▶ [INFORMATION GIVEN]
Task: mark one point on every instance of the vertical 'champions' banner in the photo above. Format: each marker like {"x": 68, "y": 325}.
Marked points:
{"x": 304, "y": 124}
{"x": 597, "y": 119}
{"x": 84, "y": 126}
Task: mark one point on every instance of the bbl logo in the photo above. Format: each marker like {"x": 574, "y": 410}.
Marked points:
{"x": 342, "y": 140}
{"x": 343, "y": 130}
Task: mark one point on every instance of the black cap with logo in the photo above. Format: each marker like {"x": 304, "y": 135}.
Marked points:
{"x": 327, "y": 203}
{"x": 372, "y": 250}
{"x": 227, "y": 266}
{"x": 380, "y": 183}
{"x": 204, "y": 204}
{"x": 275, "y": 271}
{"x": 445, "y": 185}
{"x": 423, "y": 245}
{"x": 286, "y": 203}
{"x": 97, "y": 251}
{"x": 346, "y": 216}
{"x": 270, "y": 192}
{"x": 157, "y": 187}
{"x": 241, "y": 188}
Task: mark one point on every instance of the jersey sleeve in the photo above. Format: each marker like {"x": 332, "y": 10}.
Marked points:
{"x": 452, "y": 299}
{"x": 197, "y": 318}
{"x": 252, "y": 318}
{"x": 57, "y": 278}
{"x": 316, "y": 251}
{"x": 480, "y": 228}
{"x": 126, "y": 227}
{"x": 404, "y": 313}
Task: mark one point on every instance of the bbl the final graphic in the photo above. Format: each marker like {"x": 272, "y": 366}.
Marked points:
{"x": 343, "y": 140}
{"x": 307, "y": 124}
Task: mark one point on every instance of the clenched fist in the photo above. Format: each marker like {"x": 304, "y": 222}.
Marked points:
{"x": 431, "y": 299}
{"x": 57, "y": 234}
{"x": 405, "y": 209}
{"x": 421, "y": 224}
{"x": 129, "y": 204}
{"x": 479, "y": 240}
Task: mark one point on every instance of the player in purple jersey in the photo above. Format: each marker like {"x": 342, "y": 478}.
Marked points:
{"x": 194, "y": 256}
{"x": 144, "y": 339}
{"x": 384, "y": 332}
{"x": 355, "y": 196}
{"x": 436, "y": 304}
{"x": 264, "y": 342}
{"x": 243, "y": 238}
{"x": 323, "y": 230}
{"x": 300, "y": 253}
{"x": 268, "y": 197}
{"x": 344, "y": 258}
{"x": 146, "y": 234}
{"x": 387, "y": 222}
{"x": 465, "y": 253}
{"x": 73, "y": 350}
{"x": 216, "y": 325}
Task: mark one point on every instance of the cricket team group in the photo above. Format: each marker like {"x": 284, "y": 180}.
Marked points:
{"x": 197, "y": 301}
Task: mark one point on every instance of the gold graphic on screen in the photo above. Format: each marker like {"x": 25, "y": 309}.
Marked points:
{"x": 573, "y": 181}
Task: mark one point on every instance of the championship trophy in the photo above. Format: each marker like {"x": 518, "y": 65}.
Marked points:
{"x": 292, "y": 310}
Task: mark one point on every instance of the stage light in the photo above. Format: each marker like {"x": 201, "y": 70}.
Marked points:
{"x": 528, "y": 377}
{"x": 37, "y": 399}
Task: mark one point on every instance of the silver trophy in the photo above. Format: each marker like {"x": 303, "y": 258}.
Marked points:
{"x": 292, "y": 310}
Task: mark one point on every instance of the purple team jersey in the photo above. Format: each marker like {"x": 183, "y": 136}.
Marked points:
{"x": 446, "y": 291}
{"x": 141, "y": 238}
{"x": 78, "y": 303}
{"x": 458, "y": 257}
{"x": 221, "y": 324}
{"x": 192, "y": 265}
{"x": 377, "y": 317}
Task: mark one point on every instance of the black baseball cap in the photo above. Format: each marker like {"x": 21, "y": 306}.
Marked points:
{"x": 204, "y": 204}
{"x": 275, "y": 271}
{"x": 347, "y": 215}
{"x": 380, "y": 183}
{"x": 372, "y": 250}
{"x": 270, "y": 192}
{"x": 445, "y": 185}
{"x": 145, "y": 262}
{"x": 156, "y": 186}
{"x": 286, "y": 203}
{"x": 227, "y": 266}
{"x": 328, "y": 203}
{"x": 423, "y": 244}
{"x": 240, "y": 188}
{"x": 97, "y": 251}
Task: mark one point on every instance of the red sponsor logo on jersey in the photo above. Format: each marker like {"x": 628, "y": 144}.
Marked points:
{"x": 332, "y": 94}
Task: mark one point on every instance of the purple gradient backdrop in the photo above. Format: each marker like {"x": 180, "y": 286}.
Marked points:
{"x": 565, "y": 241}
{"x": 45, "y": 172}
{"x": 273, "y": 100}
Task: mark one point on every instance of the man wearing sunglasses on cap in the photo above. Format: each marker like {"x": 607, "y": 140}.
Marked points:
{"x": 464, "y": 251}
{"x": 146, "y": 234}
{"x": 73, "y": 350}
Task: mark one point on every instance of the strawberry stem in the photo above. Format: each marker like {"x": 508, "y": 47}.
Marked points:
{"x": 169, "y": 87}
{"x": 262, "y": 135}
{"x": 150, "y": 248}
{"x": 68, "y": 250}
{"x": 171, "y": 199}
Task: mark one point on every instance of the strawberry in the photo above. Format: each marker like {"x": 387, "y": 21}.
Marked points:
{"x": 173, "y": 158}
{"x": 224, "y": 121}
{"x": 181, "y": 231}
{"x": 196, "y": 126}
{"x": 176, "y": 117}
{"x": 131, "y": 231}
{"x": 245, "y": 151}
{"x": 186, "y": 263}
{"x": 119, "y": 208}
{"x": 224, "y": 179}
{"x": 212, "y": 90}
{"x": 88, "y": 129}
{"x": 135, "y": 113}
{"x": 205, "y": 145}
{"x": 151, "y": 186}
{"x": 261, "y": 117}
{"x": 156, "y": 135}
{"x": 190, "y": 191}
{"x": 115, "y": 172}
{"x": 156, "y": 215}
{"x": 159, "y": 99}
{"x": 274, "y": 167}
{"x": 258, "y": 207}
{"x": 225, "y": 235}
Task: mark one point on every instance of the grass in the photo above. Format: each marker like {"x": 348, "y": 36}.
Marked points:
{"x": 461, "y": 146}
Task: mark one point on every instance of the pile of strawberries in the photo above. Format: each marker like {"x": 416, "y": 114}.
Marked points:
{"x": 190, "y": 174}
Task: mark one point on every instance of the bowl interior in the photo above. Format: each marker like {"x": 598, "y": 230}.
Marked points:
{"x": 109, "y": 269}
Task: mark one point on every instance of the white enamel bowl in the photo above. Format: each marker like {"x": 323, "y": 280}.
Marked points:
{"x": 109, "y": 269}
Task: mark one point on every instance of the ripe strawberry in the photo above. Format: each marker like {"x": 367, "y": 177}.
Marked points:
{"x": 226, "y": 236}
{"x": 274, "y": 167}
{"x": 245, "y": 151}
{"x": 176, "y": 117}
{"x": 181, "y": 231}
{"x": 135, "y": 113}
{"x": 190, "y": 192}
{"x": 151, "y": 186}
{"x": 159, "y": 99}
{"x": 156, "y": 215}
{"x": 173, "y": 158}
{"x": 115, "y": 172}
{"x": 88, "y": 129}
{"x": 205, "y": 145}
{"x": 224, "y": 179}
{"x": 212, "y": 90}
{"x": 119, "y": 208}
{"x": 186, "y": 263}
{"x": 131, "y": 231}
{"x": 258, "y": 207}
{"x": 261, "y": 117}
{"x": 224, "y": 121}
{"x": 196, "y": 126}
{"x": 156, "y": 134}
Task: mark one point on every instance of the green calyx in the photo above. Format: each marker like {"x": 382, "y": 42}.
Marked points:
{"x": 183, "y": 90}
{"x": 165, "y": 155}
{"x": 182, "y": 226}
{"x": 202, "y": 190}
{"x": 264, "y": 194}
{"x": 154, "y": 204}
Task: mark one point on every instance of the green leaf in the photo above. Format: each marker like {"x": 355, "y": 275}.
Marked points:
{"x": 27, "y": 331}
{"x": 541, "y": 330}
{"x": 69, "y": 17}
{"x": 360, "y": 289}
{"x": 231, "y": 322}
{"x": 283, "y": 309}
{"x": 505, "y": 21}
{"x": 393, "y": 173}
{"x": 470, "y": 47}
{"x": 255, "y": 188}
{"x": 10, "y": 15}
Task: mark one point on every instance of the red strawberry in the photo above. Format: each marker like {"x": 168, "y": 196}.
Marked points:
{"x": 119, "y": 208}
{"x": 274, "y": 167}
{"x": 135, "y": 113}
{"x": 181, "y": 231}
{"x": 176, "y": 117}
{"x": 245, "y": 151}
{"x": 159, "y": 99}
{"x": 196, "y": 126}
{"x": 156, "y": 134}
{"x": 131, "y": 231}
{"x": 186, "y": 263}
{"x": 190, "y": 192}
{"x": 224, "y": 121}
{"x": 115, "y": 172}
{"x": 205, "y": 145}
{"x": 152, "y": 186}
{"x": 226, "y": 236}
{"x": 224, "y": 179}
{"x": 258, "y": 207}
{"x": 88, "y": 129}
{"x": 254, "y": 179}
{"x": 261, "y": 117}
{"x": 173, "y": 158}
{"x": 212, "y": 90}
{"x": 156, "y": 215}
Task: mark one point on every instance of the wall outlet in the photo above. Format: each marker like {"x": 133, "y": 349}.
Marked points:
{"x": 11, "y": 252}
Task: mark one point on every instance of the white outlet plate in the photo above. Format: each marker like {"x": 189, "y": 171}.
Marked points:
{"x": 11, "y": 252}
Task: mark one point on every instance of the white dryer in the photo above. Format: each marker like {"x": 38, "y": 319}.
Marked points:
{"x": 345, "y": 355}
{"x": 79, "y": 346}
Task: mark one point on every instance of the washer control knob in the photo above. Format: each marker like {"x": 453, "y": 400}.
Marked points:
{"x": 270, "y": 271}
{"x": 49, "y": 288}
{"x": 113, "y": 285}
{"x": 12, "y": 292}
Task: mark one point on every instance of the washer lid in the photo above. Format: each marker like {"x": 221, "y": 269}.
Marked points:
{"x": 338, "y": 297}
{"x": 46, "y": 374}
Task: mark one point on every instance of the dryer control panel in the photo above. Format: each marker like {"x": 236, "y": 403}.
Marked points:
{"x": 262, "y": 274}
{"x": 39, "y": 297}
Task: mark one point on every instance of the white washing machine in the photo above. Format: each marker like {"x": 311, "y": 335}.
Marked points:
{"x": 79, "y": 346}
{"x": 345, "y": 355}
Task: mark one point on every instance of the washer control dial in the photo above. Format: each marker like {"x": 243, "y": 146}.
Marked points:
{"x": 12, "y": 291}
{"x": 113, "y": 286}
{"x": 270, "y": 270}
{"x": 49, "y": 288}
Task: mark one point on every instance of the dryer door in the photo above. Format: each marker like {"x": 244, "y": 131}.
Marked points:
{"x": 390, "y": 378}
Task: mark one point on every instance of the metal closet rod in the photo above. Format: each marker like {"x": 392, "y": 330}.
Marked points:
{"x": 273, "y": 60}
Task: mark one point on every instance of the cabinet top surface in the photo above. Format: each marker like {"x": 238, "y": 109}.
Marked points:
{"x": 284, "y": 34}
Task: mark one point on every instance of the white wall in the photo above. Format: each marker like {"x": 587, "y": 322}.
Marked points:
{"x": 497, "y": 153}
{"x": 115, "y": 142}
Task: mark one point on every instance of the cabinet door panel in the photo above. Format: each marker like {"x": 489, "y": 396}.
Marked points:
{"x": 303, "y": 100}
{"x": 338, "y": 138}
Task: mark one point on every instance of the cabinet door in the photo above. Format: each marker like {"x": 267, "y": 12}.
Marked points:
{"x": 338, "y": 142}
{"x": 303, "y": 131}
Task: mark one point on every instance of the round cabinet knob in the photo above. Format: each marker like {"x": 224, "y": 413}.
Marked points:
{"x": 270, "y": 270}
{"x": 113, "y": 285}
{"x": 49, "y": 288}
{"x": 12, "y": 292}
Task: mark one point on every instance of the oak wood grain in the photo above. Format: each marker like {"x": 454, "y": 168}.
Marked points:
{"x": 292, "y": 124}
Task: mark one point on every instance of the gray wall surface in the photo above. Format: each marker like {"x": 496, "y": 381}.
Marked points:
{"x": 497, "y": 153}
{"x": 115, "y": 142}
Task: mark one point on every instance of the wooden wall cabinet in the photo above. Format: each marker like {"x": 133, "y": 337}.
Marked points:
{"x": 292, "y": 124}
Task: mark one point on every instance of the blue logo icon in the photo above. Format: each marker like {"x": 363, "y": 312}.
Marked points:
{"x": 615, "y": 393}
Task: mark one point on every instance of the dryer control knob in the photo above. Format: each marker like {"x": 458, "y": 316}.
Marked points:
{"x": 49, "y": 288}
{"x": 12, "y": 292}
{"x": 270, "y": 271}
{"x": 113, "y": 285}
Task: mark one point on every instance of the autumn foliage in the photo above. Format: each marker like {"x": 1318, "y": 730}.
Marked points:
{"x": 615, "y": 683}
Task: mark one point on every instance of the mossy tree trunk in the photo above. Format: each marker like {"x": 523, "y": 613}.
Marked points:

▶ [WRITTEN EXERCISE]
Turn the part of the entries that opens with the line containing "Task: mark one point on every instance of the gray" and runs through the end of the entries into a numbered list, leaving out any blank lines.

▶ [IN RESPONSE]
1. Task: mark one point on every instance of the gray wall surface in the photo above. Format: each marker like {"x": 496, "y": 381}.
2. Marked points:
3. {"x": 497, "y": 153}
4. {"x": 115, "y": 142}
5. Task: mark one point on every instance of the wooden wall cabinet in the photo above. Format: each marker like {"x": 133, "y": 337}.
6. Marked points:
7. {"x": 292, "y": 124}
8. Task: mark one point on every instance of the blue logo icon in the photo above. Format: each marker like {"x": 363, "y": 312}.
9. Marked points:
10. {"x": 615, "y": 393}
11. Task: mark one point on every instance of the dryer control knob in the photo above. Format: each marker like {"x": 458, "y": 316}.
12. Marked points:
13. {"x": 49, "y": 288}
14. {"x": 12, "y": 292}
15. {"x": 270, "y": 271}
16. {"x": 113, "y": 285}
17. Task: mark one point on every instance of the autumn foliage in the photo above. Format: each marker like {"x": 1318, "y": 730}.
18. Marked points:
19. {"x": 615, "y": 683}
20. Task: mark one point on every instance of the mossy tree trunk in the photo above. Format: each marker like {"x": 523, "y": 613}.
21. Marked points:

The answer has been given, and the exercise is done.